Return each line of the data below that contains the word "white". Copy every such line in full, keeping the original order.

====

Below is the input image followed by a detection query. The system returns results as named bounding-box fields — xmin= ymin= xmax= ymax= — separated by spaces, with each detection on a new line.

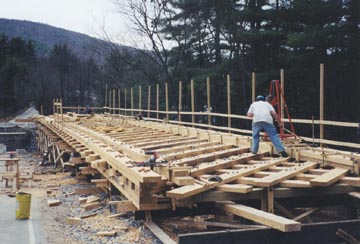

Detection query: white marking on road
xmin=28 ymin=218 xmax=35 ymax=244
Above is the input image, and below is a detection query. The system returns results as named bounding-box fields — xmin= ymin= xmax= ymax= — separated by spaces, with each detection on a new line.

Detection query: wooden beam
xmin=253 ymin=162 xmax=317 ymax=187
xmin=215 ymin=184 xmax=253 ymax=193
xmin=216 ymin=202 xmax=301 ymax=232
xmin=310 ymin=169 xmax=348 ymax=186
xmin=166 ymin=159 xmax=286 ymax=198
xmin=145 ymin=221 xmax=176 ymax=244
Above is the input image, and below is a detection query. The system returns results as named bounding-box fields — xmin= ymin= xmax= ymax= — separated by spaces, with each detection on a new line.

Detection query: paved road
xmin=0 ymin=194 xmax=45 ymax=244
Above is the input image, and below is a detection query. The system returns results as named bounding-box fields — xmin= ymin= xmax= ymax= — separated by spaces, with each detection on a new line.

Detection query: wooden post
xmin=226 ymin=75 xmax=231 ymax=133
xmin=148 ymin=86 xmax=151 ymax=118
xmin=124 ymin=88 xmax=127 ymax=116
xmin=206 ymin=77 xmax=211 ymax=129
xmin=139 ymin=85 xmax=142 ymax=113
xmin=178 ymin=81 xmax=182 ymax=122
xmin=190 ymin=80 xmax=195 ymax=127
xmin=105 ymin=84 xmax=107 ymax=112
xmin=320 ymin=64 xmax=324 ymax=147
xmin=108 ymin=89 xmax=111 ymax=113
xmin=130 ymin=87 xmax=134 ymax=116
xmin=165 ymin=83 xmax=169 ymax=122
xmin=251 ymin=72 xmax=256 ymax=102
xmin=60 ymin=98 xmax=64 ymax=123
xmin=267 ymin=187 xmax=274 ymax=213
xmin=118 ymin=88 xmax=121 ymax=114
xmin=280 ymin=69 xmax=285 ymax=121
xmin=156 ymin=84 xmax=159 ymax=119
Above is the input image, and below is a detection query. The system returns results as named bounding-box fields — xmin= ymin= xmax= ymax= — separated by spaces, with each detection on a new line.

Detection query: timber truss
xmin=37 ymin=113 xmax=360 ymax=243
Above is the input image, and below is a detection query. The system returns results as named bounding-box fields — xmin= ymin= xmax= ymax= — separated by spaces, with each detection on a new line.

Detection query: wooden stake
xmin=108 ymin=90 xmax=111 ymax=113
xmin=148 ymin=86 xmax=151 ymax=118
xmin=251 ymin=72 xmax=256 ymax=102
xmin=130 ymin=87 xmax=134 ymax=116
xmin=124 ymin=89 xmax=127 ymax=116
xmin=226 ymin=75 xmax=231 ymax=133
xmin=118 ymin=88 xmax=121 ymax=114
xmin=178 ymin=81 xmax=182 ymax=122
xmin=165 ymin=83 xmax=169 ymax=121
xmin=156 ymin=84 xmax=159 ymax=119
xmin=113 ymin=89 xmax=116 ymax=114
xmin=191 ymin=80 xmax=195 ymax=127
xmin=105 ymin=84 xmax=107 ymax=111
xmin=139 ymin=85 xmax=142 ymax=113
xmin=320 ymin=64 xmax=324 ymax=147
xmin=206 ymin=77 xmax=211 ymax=129
xmin=280 ymin=69 xmax=285 ymax=121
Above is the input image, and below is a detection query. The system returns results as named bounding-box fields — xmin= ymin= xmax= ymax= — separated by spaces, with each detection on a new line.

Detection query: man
xmin=247 ymin=95 xmax=288 ymax=157
xmin=84 ymin=105 xmax=93 ymax=114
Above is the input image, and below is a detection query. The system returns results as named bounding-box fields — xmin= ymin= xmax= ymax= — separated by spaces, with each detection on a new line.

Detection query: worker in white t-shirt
xmin=247 ymin=95 xmax=288 ymax=157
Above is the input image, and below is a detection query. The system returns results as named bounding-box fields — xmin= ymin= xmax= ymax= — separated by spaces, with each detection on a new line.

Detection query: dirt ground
xmin=0 ymin=156 xmax=161 ymax=244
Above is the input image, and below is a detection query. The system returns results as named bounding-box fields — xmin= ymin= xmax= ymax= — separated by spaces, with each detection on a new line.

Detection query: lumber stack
xmin=37 ymin=115 xmax=360 ymax=232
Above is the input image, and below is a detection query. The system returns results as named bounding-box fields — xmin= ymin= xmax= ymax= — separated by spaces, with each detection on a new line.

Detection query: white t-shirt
xmin=248 ymin=101 xmax=275 ymax=124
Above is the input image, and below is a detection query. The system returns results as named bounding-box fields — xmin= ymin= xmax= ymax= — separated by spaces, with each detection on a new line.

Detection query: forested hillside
xmin=0 ymin=18 xmax=103 ymax=61
xmin=0 ymin=19 xmax=157 ymax=119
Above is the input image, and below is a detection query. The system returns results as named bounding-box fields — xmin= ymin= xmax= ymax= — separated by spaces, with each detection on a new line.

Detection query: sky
xmin=0 ymin=0 xmax=137 ymax=44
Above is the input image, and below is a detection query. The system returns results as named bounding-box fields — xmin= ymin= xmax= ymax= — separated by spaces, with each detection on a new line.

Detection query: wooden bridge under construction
xmin=36 ymin=105 xmax=360 ymax=243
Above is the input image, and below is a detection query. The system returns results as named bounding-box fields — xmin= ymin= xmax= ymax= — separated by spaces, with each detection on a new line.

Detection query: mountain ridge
xmin=0 ymin=18 xmax=120 ymax=62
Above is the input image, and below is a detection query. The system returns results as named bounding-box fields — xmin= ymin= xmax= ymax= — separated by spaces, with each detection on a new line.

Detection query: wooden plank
xmin=216 ymin=202 xmax=301 ymax=232
xmin=339 ymin=177 xmax=360 ymax=187
xmin=84 ymin=202 xmax=103 ymax=211
xmin=66 ymin=218 xmax=81 ymax=225
xmin=166 ymin=159 xmax=287 ymax=199
xmin=164 ymin=145 xmax=234 ymax=161
xmin=215 ymin=184 xmax=253 ymax=193
xmin=96 ymin=231 xmax=117 ymax=236
xmin=75 ymin=187 xmax=104 ymax=195
xmin=108 ymin=200 xmax=138 ymax=213
xmin=172 ymin=176 xmax=194 ymax=186
xmin=310 ymin=169 xmax=348 ymax=186
xmin=47 ymin=199 xmax=61 ymax=207
xmin=279 ymin=180 xmax=311 ymax=188
xmin=191 ymin=153 xmax=266 ymax=177
xmin=145 ymin=221 xmax=176 ymax=244
xmin=253 ymin=162 xmax=317 ymax=187
xmin=177 ymin=148 xmax=249 ymax=165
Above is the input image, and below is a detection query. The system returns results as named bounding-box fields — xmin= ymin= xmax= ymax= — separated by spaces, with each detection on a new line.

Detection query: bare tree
xmin=113 ymin=0 xmax=186 ymax=108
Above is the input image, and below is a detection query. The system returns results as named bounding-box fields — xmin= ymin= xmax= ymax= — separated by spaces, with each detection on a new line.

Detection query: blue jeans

====

__The output__
Detection query: white marking on road
Detection query: worker in white t-shirt
Detection query: white t-shirt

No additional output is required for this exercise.